» **Document segment**
┏━━

Section 11.4 Indemnification.
(i) To the fullest extent permitted by applicable law and this Agreement, a Covered Person shall be entitled to indemnification from the Company for any claim, liability, loss, damage and expense (collectively, a “Loss”) incurred by such Covered Person by reason of any act or omission performed or omitted by such Covered Person in good faith on behalf of the Company and in a manner reasonably believed to be within the scope of authority conferred on such Covered person by this Agreement, except that no Covered Person shall be entitled to be indemnified in respect of any Loss incurred by such Covered Person by reason of willful misconduct or a knowing violation of law with respect to such acts or omissions; provided, however, no Covered Person shall have any personal liability on account of any indemnity under this Section 11.4.
(ii) The Company may maintain insurance, at its expense, to protect itself and any Member, Director, Officer, employee, or agent of the Company or another corporation, partnership, joint venture, trust, or other enterprise against any Loss, whether or not the Company would have the power to indemnify such person against such Loss under this Agreement.

┗━━

» **Information supplied**
┏━━

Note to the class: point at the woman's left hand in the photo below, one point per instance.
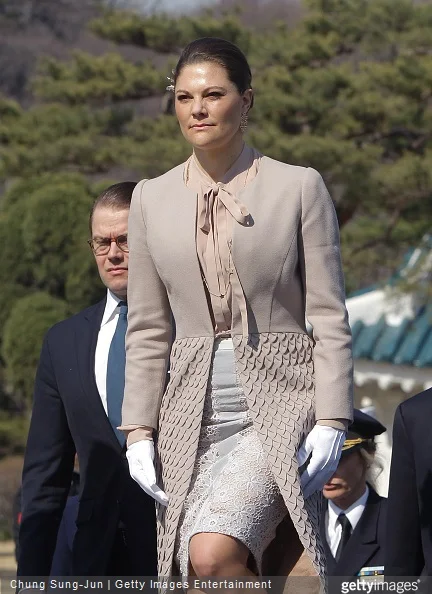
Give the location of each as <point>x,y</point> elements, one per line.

┗━━

» **Set tasks**
(a) Transcribe the part of the indemnification section that begins with the words containing "Section 11.4 Indemnification." and ends with "this Section 11.4.".
(b) Under the indemnification section, at whose expense may the Company maintain insurance?

» **Final results**
(a)
Section 11.4 Indemnification.
(i) To the fullest extent permitted by applicable law and this Agreement, a Covered Person shall be entitled to indemnification from the Company for any claim, liability, loss, damage and expense (collectively, a “Loss”) incurred by such Covered Person by reason of any act or omission performed or omitted by such Covered Person in good faith on behalf of the Company and in a manner reasonably believed to be within the scope of authority conferred on such Covered person by this Agreement, except that no Covered Person shall be entitled to be indemnified in respect of any Loss incurred by such Covered Person by reason of willful misconduct or a knowing violation of law with respect to such acts or omissions; provided, however, no Covered Person shall have any personal liability on account of any indemnity under this Section 11.4.

(b) At the Company's expense.